* START Exercise input *

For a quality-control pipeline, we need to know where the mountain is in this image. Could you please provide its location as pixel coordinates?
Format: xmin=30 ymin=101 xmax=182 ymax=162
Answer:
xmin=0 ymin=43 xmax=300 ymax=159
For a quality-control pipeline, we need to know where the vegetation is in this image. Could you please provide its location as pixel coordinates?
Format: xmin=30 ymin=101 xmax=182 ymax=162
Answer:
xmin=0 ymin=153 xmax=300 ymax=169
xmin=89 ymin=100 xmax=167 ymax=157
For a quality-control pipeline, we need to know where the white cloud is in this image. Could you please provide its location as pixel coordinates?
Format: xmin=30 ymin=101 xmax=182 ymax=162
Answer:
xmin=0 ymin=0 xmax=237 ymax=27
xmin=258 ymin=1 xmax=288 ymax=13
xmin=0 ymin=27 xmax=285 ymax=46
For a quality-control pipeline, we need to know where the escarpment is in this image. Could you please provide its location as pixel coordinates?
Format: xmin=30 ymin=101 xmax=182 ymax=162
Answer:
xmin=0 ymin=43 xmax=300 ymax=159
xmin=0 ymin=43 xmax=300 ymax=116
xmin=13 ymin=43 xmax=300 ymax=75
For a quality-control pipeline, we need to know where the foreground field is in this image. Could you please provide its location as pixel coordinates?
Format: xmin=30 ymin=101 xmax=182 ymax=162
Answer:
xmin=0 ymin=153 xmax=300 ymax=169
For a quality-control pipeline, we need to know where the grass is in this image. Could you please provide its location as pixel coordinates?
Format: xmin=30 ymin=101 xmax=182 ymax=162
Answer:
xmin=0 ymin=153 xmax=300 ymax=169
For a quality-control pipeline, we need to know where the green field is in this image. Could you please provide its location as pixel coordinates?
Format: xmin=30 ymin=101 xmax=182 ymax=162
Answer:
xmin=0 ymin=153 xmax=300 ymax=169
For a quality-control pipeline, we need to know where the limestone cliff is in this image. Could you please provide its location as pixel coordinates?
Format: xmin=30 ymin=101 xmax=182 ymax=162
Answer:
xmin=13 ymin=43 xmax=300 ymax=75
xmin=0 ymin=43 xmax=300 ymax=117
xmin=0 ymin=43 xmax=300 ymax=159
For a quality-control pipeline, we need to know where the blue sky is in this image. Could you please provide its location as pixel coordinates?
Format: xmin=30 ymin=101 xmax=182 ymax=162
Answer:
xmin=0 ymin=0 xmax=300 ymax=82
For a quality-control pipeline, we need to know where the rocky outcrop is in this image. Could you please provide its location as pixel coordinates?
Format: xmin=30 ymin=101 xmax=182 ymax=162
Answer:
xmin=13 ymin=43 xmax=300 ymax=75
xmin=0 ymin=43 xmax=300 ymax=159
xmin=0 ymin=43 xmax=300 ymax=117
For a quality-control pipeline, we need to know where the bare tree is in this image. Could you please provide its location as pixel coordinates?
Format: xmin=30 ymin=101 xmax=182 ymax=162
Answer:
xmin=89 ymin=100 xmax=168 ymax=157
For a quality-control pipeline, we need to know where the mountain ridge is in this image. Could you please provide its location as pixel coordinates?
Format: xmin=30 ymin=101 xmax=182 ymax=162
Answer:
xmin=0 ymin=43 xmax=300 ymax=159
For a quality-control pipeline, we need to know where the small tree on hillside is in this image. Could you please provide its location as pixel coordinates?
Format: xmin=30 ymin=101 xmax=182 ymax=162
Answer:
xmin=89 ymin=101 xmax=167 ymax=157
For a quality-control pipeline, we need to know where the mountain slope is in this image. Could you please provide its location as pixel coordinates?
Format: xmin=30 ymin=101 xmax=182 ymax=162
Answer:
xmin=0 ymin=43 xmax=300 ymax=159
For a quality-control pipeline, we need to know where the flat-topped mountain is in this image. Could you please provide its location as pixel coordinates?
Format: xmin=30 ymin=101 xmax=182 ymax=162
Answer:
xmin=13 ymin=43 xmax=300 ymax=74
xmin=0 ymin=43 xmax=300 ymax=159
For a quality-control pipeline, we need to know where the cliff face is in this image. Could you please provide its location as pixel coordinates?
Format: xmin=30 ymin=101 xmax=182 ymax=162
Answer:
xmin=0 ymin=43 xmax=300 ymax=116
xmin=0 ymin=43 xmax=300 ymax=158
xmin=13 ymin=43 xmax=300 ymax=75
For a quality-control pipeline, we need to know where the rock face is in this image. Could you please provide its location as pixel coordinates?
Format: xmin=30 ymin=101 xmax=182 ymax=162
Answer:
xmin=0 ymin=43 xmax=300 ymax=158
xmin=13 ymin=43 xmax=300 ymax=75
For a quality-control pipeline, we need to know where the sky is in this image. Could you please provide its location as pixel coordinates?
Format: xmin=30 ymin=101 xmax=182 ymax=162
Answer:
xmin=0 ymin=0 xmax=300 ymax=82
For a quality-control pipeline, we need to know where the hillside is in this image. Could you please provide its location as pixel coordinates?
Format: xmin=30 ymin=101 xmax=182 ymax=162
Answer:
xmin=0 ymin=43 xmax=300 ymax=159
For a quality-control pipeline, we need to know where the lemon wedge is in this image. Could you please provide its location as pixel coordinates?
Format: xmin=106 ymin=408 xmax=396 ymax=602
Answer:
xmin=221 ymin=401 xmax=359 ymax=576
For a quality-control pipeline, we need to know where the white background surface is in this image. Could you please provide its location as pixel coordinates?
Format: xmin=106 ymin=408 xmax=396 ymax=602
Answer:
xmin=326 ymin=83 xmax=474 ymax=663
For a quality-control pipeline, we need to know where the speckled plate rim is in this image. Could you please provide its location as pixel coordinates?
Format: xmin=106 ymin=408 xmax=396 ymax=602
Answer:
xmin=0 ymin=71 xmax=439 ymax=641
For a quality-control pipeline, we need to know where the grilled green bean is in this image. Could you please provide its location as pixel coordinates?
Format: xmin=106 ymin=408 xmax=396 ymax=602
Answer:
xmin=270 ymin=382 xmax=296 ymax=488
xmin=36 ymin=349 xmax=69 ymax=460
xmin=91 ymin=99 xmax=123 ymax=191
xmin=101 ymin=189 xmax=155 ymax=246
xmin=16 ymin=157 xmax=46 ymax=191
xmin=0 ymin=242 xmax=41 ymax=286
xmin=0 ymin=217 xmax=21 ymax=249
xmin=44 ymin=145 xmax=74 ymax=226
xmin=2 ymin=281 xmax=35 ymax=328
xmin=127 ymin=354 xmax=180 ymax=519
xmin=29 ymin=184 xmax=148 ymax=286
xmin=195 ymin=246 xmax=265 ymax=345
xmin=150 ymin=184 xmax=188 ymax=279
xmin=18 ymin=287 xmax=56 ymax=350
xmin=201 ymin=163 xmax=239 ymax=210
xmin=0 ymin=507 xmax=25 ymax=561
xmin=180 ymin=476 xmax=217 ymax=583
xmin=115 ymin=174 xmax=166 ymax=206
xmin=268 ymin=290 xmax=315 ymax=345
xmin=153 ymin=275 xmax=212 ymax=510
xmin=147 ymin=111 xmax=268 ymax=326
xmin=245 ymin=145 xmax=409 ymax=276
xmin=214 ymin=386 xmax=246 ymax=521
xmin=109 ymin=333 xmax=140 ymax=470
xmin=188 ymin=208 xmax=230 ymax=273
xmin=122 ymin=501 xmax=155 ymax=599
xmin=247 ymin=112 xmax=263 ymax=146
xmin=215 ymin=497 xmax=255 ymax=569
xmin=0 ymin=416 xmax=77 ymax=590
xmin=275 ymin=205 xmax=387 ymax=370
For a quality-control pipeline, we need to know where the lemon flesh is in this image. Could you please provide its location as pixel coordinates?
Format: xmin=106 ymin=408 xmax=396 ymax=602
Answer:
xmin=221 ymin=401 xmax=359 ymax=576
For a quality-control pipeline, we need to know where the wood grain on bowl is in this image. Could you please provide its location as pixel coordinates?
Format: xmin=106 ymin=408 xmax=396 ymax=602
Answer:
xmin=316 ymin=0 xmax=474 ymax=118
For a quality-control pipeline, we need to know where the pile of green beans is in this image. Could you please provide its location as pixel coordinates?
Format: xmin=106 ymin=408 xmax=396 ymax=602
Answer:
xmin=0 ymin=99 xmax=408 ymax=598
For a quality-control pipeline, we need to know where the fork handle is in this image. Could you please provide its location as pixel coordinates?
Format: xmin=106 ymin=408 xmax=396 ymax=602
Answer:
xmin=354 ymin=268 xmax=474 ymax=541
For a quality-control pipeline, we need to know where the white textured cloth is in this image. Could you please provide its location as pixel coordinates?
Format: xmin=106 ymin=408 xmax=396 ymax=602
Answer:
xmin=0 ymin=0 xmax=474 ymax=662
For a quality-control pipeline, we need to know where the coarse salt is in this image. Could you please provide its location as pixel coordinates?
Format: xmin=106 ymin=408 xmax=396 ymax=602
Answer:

* END Exercise input *

> [To be done] Can you rewrite the lines in the entries above, from the line containing "For a quality-control pipeline, we need to know where the wood" through the line containing "xmin=316 ymin=0 xmax=474 ymax=118", as a numbered list with blank lines left out and both end lines included?

> [Written answer]
1. For a quality-control pipeline, we need to know where the wood grain on bowl is in this image. Could you please provide its location as pixel coordinates?
2. Format: xmin=106 ymin=408 xmax=396 ymax=602
3. Answer:
4. xmin=316 ymin=0 xmax=474 ymax=118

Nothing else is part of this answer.